- **WHAT IS BEING ASKED**: Reproduce verbatim the material from the line containing "task: segment the **green lawn**" through the end of the material, both ends included.

- **DATASET RECORDS**:
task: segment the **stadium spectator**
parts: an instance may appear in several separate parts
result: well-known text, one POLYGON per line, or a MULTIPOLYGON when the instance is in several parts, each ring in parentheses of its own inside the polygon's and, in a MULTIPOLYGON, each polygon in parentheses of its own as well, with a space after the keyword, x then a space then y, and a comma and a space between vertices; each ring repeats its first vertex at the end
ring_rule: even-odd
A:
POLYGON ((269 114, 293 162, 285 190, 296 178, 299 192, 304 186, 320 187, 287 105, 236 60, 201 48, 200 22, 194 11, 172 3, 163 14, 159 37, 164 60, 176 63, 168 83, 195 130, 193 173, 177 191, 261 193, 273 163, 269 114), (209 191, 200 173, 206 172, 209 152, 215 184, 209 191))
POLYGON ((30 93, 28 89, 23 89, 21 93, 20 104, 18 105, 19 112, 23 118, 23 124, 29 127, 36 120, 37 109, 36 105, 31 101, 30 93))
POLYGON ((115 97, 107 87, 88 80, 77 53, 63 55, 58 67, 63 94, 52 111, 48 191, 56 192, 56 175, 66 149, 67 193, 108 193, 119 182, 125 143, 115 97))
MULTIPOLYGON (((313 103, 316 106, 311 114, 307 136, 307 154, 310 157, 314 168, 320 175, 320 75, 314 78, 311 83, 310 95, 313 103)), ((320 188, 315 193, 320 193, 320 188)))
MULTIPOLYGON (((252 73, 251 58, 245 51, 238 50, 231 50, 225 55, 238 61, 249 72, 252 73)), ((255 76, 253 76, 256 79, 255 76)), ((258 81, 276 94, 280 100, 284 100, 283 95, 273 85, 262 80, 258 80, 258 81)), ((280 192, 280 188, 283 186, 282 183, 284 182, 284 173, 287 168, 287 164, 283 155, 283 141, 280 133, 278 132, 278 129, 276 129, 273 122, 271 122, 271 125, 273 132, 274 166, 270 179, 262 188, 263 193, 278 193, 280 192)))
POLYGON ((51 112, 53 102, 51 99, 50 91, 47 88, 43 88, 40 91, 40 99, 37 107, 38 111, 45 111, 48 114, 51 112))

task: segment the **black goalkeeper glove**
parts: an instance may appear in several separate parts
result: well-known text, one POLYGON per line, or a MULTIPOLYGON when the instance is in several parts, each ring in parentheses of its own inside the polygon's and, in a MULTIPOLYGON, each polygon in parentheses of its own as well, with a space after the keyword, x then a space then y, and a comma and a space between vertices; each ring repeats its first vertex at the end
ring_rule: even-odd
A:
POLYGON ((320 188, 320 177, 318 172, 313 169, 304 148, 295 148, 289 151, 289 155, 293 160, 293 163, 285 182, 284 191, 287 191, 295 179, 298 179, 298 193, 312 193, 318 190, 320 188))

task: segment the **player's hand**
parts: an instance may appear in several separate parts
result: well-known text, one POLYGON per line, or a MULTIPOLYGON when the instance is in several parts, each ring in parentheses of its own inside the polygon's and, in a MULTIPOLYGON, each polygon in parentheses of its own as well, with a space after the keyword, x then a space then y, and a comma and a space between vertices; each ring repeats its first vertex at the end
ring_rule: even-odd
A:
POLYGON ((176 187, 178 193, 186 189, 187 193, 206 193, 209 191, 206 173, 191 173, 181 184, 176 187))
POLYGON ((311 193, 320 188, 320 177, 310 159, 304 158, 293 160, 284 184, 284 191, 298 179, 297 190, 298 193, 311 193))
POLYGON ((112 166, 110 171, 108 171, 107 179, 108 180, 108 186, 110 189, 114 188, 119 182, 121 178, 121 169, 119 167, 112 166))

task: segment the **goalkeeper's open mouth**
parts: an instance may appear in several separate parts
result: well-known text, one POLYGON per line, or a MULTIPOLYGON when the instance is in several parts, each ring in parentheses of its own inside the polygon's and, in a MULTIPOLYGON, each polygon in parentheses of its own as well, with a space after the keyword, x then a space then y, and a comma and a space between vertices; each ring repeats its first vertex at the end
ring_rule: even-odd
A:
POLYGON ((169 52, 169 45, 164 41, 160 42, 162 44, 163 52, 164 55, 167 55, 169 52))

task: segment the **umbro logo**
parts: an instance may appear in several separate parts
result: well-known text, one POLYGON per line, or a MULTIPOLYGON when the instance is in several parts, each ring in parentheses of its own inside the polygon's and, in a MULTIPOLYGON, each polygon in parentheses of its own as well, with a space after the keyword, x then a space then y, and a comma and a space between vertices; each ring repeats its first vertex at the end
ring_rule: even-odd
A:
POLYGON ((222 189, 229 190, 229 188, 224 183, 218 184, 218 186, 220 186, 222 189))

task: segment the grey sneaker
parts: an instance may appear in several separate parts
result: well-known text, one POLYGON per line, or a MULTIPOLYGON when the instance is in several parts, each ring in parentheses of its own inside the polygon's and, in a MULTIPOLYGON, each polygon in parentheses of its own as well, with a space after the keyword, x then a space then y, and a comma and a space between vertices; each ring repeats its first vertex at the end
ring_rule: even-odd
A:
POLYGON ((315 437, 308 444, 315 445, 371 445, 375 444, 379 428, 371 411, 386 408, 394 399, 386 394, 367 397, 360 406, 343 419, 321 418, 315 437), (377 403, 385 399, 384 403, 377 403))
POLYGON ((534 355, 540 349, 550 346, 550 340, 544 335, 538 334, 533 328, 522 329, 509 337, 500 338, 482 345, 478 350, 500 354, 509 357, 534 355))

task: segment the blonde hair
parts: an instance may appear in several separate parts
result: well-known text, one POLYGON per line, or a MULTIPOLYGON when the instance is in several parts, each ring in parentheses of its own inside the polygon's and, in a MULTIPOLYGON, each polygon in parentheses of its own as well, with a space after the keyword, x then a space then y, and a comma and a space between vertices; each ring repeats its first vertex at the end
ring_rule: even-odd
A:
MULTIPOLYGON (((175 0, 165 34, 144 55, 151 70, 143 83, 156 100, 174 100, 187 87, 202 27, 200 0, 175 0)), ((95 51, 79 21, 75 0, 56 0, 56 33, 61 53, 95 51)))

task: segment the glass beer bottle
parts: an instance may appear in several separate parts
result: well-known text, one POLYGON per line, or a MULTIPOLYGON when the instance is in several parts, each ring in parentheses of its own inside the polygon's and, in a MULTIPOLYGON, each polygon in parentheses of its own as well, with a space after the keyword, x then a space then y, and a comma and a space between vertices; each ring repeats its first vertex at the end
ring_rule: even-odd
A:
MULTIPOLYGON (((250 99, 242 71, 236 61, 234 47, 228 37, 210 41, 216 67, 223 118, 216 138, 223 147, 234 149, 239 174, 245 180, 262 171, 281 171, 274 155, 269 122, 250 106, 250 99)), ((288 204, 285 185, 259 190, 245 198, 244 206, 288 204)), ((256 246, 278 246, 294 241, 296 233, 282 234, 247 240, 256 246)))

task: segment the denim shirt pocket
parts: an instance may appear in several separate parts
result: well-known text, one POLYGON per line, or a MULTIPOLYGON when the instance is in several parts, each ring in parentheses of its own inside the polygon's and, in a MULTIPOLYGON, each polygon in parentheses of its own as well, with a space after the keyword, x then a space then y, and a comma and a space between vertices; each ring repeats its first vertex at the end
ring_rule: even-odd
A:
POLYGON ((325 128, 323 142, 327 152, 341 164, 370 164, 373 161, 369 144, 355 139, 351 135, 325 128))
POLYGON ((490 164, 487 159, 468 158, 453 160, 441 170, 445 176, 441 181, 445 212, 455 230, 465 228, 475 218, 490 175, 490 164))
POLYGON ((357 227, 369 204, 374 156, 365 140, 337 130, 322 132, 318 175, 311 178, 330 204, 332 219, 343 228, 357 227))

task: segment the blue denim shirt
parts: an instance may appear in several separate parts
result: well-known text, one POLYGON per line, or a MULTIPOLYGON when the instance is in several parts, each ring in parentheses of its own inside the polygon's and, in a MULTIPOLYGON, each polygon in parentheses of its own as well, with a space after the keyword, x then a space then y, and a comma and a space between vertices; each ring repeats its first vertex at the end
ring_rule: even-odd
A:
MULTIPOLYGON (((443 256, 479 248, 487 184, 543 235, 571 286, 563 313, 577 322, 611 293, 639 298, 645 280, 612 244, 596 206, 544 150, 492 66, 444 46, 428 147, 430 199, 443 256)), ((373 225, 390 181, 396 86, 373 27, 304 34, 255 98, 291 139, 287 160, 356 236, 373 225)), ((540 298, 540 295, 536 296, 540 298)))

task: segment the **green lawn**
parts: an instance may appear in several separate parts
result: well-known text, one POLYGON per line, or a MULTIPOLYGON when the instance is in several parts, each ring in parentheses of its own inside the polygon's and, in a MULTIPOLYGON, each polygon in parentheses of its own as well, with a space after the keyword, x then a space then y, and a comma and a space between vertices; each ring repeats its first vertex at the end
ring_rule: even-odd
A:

- **PROBLEM SOLUTION**:
task: segment the **green lawn**
parts: an instance may appear in several separate parts
result: well-known text, one POLYGON per line, or a MULTIPOLYGON when the instance is in several parts, each ring in parentheses of its own inside the polygon's and, in a MULTIPOLYGON, each polygon in parentheses of its own as well, with a space after the keyword, x then a space then y, and a comma and a space between vertices; each ring repeats its first vertex at the end
ring_rule: even-odd
A:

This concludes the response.